- _Metin bölümü_:
Türk Haber-Sen, Türk Telekom'un özelleştirilmesi hakkındaki Bakanlar Kurulu kararının yürütmesinin durdurulması ve iptali için de Danıştay'da dava açtı
Türk Haber-Sen, Türk Telekom'un özelleştirilmesi hakkındaki Bakanlar Kurulu kararının yürütmesinin durdurulması ve iptali için de Danıştay'da dava açtı. Danıştay'a dava açılması öncesinde bir açıklama yapan Türk Haber-Sen Genel Başkanı İsmail Karadavut, peşkeşi durdurmak amacıyla yeni bir adım daha attıklarını söyledi.
Karadavut'un açıklaması şöyle:
Çok değerli kamu çalışanları,
Sayın basın mensupları,
Türk Telekom'un Özelleştirilmesinin, yani yabancılaştırılmasının, yani peşkeş çekilmesinin Bakanlar Kurulu tarafından onaylanmasının, iptalini ve yürütmeyi durdurmak amacıyla bugün bir kez daha Danıştay'a gelmiş bulunmaktayız.
Daha önce Ankara 6'ncı İdari mahkemeye ve Rekabet Kurumu'nun kararının iptali içinde Danıştay'a dava açmıştık.
Türk Haber Sen olarak, bu şaibeli ihalenin yüce adaletten döneceği inancı içerisindeyiz.
Çünkü, 22 milyon sabit telefon, 19 milyon aktif sabit telefon, 734 bin ADSL, 75 bin ankesörlü telefon, 200 bin ATM, 87 bin kilometre fiber optik kablo hattı bulunan dünyanın 13. büyük şebekesine sahip, 4 milyar doların üzerinde menkul ve gayrimenkulu bulunan, yıllık net karı 3 milyar doları aşan bir kurumun, iki yıllık karı karşılığında satılması, söz konusudur.
Türk Telekom'un bankalara kısa vadeli hiçbir borcu yoktur. Uzun vadeli borcu 30 milyon dolardır. Türk Telekom'un pasif kaynaklarının değeri 12.5 milyar dolardır. Öz kaynaklarının değeri ise 9.3 milyar dolardır. Bu bedelin içinde imtiyaz yoktur, Pazar payı yoktur. Sahip olduğu iletişim ağı yoktur.
Değerli basın mensupları,
İhale şaibelidir. Çünkü,hazırladığımız 10 sayfalık dava dilekçesinde bunun şaibeli ve anayasaya, kanunlara aykırı olduğunun belgeleri mevcuttur.
Daha önce dört kez işletme hakkının istenildiği halde Türk Telekom'a verilmeyen, 3.nesil olarak adlandırdığımız, frekans bandı ihalenin yapılacağı günün akşamı imtiyazı bedelsiz olarak devredilmiştir. Böylece Türk Telekom'un değeri artmış ve alan şirket haksız kazanç elde etmiştir.Diğer şirketlerin bundan haberi olmamıştır.
Türk Telekom kamu hizmeti yaptığı için, en küçük yerleşim birimlerine kadar bu hizmeti götürmekle yükümlüydü. Ancak, 5369 Sayılı Evrensel Hizmetin Sağlanması ile ilgili kanun uyarınca, bu hizmetleri, yine devlet verecektir. Bu kanunu ihaleden 6 gün önce çıkardıkları için kapalı teklifler bu kanundan önce verildiğinden Türk Telekomun değeri yükselmiştir Bu da rekabet hakkını delici işlem olarak, ihaleyi sakatlamıştır.

- _Alıştırma 1_:
Türk Telekom'un özelleştirilmesine dair metinden "Daha önce Ankara" ile "döneceği inancı içerisindeyiz." arasındaki bölümü, bu iki ifade de dahil olmak üzere hiç değiştirmeden kopyalayın.
Metnin ardından gelen listenin bu metinle hiçbir ilgisi yoktur.

- _Verilen malzeme_:
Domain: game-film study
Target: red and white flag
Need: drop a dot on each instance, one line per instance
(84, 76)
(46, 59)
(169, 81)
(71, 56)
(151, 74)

- _Alıştırma 2_:
Yukarıdaki listenin tamamını, "flag" yerine "pennant" yazıp geri kalan her şeyi aynen bırakarak güncelleyin.

- _Yazılı cevap 1_:
Daha önce Ankara 6'ncı İdari mahkemeye ve Rekabet Kurumu'nun kararının iptali içinde Danıştay'a dava açmıştık.
Türk Haber Sen olarak, bu şaibeli ihalenin yüce adaletten döneceği inancı içerisindeyiz.

- _Yazılı cevap 2_:
Domain: game-film study
Target: red and white pennant
Need: drop a dot on each instance, one line per instance
(84, 76)
(46, 59)
(169, 81)
(71, 56)
(151, 74)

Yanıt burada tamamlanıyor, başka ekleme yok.